What the task requires>
Produce word for word the lines of the data below running from the one that has "box: [538, 129, 560, 186]" to the one that has "box: [583, 233, 628, 298]", inclusive, and no others.

Input data>
Start of Block

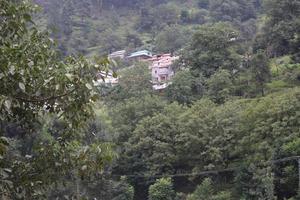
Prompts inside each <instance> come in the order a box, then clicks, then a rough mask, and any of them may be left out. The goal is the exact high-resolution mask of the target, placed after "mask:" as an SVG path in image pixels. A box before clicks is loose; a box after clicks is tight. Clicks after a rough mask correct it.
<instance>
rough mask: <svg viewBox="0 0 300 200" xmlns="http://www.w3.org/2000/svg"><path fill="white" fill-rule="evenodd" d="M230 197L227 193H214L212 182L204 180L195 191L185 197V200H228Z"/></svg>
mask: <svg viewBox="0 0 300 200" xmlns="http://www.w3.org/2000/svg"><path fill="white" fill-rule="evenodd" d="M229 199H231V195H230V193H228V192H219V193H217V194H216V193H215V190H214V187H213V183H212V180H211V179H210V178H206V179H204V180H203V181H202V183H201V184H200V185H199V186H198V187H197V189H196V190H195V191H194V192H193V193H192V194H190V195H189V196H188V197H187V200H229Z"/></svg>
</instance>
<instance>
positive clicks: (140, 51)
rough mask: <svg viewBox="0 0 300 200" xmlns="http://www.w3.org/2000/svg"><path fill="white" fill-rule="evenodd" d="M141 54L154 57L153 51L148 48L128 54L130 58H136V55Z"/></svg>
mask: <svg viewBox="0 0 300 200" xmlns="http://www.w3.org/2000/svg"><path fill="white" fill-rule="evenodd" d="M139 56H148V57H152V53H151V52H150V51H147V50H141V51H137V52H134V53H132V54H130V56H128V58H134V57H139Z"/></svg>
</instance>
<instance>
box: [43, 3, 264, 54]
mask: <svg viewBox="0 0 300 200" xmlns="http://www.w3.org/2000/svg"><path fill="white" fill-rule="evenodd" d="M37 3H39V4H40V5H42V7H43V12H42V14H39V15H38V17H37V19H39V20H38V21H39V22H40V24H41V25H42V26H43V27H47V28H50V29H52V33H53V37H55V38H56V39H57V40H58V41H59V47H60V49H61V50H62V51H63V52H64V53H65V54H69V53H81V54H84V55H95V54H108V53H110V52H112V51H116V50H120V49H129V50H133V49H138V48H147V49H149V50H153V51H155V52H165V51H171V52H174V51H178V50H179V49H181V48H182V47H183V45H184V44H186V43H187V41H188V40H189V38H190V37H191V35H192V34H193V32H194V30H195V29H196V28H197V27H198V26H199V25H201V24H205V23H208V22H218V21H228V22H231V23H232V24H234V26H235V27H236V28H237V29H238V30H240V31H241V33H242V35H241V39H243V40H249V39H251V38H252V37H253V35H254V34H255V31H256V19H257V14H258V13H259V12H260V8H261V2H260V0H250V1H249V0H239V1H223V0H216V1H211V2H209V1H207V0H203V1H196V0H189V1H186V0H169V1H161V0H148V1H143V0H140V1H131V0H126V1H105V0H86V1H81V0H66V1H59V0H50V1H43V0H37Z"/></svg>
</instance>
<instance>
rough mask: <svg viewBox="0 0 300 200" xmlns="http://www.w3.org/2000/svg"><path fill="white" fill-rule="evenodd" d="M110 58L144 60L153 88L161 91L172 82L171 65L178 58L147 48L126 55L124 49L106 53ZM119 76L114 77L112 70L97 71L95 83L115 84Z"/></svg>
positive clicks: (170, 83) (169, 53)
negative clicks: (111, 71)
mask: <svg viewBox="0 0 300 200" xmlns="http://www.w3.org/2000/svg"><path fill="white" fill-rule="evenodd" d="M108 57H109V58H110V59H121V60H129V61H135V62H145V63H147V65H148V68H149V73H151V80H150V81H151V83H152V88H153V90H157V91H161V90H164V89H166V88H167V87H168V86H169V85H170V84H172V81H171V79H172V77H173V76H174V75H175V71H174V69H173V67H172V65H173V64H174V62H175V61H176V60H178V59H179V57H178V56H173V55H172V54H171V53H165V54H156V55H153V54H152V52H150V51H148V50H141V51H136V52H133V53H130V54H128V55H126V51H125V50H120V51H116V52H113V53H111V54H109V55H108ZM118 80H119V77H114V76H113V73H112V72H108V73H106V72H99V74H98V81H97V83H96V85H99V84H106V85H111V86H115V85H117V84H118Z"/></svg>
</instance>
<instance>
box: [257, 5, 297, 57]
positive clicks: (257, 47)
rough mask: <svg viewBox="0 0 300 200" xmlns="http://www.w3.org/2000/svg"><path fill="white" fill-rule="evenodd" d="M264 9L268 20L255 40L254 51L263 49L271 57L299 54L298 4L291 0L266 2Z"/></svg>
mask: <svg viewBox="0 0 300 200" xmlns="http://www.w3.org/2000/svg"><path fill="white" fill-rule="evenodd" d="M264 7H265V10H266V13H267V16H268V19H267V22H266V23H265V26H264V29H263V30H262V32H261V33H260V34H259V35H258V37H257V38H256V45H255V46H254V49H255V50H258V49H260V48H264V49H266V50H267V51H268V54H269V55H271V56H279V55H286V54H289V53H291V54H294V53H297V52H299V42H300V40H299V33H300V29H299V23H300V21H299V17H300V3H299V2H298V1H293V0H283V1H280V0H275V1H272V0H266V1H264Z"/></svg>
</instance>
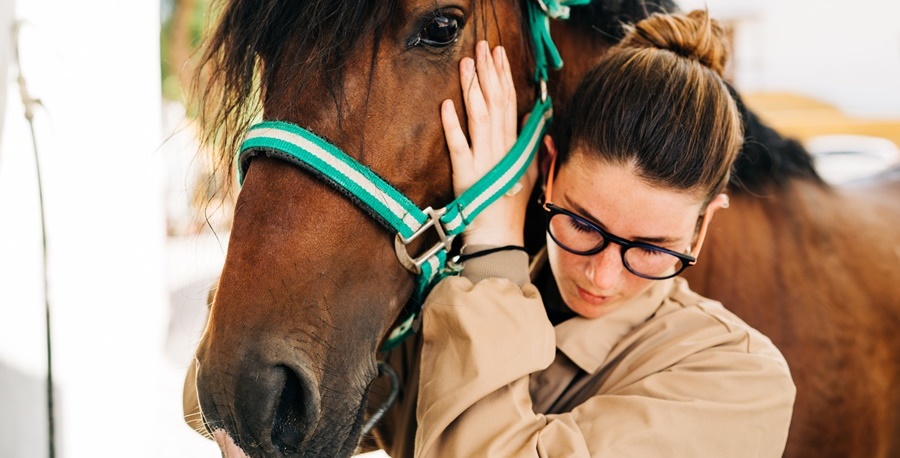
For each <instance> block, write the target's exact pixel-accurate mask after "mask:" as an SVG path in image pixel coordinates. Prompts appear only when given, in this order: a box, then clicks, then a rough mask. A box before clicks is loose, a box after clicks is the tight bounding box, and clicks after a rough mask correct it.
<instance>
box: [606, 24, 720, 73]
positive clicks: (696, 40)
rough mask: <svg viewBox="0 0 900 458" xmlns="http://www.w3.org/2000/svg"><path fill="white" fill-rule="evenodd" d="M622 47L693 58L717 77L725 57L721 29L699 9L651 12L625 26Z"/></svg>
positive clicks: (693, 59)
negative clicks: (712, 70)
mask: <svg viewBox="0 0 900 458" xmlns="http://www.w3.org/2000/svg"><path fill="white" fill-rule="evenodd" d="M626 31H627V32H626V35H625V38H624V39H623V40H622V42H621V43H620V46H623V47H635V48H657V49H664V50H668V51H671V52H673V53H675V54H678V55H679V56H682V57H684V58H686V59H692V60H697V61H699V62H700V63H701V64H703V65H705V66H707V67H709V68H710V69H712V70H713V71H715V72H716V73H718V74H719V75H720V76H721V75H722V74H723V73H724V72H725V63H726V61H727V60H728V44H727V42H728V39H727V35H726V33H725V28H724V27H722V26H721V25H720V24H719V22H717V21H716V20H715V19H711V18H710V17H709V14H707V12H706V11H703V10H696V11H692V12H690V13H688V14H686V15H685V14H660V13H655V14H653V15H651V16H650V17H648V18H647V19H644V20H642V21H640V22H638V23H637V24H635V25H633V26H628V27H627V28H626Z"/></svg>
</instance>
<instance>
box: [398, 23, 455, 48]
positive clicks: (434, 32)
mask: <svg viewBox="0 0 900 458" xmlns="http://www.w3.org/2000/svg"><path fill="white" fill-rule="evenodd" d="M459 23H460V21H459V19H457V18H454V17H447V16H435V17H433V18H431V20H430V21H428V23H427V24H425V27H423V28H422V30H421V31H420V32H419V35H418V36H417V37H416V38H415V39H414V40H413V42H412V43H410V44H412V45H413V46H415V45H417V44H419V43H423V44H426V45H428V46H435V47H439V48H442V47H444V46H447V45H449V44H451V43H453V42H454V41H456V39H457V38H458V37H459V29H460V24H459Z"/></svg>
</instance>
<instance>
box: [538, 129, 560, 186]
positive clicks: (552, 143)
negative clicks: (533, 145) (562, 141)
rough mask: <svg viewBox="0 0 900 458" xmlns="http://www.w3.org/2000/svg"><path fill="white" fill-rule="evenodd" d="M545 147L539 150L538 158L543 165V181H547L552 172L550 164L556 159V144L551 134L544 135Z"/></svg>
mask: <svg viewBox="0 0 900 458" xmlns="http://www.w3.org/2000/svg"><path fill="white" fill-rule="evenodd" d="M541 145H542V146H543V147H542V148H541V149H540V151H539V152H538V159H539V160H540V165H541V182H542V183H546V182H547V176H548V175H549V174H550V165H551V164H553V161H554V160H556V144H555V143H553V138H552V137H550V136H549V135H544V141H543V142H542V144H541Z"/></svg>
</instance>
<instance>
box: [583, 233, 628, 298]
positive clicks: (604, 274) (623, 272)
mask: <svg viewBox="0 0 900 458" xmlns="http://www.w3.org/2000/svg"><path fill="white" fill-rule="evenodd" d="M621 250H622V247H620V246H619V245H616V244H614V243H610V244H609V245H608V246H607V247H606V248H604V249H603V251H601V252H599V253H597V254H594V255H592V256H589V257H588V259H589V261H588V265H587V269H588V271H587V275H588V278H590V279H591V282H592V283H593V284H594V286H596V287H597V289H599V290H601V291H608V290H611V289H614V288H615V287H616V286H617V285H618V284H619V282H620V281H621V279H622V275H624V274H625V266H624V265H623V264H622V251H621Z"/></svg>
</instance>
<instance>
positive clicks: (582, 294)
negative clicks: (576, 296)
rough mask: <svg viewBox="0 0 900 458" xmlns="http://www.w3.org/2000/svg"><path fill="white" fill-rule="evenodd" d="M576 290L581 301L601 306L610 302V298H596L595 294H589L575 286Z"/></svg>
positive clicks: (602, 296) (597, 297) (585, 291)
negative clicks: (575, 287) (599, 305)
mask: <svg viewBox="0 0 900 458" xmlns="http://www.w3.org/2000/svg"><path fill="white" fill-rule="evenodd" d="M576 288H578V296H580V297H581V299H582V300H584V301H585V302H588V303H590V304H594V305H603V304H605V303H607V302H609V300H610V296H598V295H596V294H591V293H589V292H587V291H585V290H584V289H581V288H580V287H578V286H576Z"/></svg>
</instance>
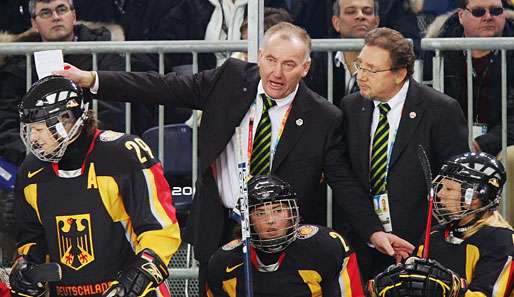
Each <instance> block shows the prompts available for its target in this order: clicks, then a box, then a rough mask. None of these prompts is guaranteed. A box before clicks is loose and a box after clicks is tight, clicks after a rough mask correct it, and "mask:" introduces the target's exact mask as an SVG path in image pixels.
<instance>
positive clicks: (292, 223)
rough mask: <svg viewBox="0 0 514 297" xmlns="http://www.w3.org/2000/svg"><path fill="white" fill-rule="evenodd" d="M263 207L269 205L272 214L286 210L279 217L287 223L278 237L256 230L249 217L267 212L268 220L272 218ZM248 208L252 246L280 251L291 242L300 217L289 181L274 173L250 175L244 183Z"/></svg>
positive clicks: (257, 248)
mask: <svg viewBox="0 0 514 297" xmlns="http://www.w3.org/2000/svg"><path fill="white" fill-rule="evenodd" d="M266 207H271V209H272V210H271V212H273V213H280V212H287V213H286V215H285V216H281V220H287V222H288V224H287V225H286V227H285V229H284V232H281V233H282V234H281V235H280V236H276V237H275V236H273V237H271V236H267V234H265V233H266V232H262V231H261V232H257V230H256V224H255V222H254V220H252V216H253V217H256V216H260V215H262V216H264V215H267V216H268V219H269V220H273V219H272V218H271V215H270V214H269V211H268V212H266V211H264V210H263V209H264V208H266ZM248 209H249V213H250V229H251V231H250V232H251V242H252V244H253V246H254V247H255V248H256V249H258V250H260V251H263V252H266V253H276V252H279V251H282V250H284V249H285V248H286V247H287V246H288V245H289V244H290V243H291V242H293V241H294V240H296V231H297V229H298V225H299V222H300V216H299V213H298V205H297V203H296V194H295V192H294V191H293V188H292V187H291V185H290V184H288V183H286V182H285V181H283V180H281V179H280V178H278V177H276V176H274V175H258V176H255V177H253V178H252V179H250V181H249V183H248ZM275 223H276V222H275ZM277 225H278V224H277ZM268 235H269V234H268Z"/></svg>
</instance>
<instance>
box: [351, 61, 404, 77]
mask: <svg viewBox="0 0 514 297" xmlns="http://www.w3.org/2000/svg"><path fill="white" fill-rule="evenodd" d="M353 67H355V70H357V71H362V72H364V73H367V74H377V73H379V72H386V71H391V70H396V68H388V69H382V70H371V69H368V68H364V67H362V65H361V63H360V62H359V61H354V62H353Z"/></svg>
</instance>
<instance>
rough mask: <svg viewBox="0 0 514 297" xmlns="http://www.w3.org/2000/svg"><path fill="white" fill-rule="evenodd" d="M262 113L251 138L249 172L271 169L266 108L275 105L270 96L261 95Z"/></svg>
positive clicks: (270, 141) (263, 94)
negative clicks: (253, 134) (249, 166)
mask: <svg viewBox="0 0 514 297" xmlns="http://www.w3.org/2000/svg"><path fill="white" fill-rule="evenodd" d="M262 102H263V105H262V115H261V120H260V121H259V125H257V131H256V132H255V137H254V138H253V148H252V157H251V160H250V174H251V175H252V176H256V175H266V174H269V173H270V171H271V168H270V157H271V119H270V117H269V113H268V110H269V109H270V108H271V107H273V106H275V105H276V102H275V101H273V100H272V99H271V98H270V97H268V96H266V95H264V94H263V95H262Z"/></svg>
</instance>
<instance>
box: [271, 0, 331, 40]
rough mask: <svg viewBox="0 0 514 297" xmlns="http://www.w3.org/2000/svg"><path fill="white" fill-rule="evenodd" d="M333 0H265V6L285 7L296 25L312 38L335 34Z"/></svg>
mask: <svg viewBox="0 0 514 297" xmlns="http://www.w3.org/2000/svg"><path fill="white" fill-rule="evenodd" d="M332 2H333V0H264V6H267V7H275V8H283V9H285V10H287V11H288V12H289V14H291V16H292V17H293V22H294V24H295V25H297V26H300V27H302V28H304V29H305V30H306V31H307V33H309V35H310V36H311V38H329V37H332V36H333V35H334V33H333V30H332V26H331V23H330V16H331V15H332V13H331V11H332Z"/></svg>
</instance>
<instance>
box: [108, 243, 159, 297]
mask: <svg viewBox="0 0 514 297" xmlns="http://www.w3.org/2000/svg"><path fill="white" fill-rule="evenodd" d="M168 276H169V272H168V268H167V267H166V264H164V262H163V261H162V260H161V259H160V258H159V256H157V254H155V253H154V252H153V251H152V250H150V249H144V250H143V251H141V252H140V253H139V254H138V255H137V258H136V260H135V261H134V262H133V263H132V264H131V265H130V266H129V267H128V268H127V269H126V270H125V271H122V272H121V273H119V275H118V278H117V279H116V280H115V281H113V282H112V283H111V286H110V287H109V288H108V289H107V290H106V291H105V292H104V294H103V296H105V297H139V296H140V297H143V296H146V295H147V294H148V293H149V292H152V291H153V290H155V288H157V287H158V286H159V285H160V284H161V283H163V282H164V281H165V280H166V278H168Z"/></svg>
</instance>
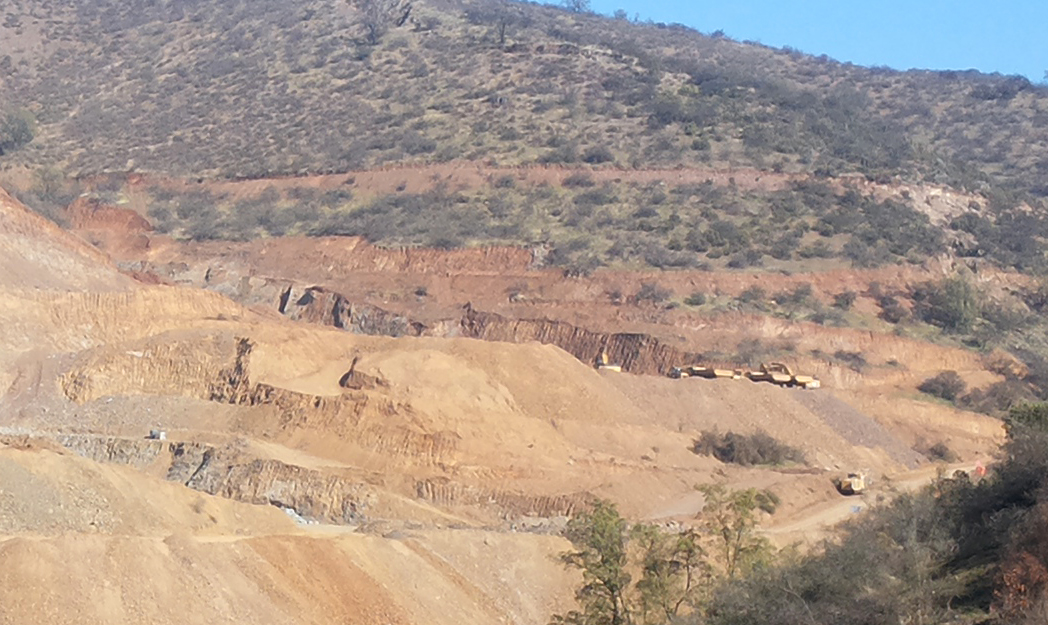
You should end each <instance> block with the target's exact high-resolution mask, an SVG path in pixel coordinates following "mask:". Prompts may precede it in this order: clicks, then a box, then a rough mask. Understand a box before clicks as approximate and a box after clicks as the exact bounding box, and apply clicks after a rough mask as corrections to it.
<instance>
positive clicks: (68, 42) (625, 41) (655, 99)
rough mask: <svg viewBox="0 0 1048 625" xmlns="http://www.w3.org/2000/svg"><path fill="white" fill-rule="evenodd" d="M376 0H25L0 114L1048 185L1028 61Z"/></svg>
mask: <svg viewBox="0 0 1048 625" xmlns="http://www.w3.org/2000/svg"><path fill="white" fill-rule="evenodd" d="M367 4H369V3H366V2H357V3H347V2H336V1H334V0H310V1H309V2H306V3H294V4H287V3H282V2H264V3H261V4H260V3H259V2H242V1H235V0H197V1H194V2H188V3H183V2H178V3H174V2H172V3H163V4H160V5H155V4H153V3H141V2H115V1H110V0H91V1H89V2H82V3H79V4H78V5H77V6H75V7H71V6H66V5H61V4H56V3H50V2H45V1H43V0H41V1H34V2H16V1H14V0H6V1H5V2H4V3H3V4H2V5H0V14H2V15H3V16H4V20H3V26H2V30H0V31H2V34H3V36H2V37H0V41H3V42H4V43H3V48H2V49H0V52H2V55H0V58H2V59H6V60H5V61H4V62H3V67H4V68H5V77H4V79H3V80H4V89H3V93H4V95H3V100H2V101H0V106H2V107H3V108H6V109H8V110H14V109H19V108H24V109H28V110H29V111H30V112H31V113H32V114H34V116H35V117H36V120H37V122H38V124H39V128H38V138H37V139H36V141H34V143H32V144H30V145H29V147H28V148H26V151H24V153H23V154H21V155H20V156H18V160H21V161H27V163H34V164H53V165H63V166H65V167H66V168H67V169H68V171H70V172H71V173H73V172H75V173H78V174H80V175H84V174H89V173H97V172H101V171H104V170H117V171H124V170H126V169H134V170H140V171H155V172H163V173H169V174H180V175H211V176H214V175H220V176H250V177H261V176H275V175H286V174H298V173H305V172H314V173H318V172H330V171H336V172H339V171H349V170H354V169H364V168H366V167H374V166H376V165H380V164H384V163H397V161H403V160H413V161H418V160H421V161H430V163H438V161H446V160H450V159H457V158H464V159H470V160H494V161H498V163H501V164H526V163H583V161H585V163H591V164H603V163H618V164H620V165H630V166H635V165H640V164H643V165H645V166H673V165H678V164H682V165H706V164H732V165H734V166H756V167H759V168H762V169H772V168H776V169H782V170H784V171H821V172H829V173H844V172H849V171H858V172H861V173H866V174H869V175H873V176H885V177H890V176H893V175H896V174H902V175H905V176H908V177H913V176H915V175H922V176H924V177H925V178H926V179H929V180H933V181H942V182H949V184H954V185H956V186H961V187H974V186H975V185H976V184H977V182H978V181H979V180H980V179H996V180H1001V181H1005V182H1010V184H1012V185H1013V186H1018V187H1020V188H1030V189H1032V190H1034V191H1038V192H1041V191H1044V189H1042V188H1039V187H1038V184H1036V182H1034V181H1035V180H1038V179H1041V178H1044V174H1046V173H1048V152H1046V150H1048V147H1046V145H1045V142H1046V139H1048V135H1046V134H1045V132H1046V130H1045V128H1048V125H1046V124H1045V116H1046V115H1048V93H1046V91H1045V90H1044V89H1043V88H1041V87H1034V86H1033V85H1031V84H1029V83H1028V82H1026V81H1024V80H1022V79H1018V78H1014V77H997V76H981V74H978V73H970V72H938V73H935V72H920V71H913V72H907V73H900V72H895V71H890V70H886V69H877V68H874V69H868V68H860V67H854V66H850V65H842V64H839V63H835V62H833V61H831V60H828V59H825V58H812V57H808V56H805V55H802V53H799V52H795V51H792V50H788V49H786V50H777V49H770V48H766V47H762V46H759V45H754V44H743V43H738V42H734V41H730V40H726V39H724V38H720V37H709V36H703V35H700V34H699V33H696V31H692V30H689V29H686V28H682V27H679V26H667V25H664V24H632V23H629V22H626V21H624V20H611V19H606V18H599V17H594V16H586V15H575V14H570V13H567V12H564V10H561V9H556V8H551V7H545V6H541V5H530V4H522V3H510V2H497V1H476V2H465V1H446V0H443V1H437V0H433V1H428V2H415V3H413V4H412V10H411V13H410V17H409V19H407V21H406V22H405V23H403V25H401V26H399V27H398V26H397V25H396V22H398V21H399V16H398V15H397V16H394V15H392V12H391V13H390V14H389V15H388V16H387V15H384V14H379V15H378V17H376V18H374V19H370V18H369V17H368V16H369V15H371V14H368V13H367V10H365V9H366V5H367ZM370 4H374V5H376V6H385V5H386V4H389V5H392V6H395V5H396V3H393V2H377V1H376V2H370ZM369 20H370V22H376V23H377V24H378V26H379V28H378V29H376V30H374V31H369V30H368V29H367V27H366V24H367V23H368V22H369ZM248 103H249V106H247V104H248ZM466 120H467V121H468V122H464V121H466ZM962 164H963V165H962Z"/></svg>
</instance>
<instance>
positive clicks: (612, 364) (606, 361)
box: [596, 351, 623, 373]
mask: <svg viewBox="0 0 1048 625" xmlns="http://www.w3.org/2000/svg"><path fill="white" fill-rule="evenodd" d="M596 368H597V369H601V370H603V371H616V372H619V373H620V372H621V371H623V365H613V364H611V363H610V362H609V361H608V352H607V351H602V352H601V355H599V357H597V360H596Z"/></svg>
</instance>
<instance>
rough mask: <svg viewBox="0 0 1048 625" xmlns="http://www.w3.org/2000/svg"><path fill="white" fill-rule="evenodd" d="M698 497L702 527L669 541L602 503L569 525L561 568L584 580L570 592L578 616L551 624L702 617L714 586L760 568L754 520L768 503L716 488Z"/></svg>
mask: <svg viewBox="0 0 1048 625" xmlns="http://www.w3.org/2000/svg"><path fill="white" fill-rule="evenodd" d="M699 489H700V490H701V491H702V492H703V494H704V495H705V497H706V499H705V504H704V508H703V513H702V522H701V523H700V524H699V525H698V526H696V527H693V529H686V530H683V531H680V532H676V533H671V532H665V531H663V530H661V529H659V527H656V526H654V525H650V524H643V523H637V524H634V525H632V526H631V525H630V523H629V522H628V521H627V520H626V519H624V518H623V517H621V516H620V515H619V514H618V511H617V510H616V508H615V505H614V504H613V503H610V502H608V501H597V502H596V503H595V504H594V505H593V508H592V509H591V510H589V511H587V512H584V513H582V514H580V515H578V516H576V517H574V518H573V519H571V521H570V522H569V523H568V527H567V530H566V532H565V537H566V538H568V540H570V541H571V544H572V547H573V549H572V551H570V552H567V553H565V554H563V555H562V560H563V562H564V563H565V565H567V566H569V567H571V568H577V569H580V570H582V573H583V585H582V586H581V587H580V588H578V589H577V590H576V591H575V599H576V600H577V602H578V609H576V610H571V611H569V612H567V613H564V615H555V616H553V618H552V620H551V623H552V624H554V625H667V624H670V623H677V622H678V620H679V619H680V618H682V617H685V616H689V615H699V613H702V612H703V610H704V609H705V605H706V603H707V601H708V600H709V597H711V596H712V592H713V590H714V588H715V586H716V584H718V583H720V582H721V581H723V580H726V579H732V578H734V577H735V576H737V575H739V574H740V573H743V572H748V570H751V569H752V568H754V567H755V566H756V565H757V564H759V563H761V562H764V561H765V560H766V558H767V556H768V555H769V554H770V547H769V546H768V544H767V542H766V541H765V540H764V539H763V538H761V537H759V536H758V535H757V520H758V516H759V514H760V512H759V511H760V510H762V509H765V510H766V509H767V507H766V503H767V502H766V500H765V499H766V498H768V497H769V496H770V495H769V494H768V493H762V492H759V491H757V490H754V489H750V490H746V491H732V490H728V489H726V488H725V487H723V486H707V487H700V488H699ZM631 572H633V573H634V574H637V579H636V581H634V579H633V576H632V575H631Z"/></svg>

End of Block

Response below>
box: [538, 129, 560, 186]
positive clicks: (552, 143)
negative clicks: (533, 145) (562, 141)
rough mask: <svg viewBox="0 0 900 458" xmlns="http://www.w3.org/2000/svg"><path fill="white" fill-rule="evenodd" d="M545 147L539 150L538 158L543 165V181H547L552 172L550 164L556 159V144L551 134L544 135Z"/></svg>
mask: <svg viewBox="0 0 900 458" xmlns="http://www.w3.org/2000/svg"><path fill="white" fill-rule="evenodd" d="M541 145H542V146H543V147H542V148H541V149H540V151H539V152H538V159H539V160H540V165H541V182H542V183H546V182H547V176H548V175H549V174H550V165H551V164H553V161H554V160H556V144H555V143H553V138H552V137H550V136H549V135H544V141H543V142H542V144H541Z"/></svg>
</instance>
<instance>
box: [583, 233, 628, 298]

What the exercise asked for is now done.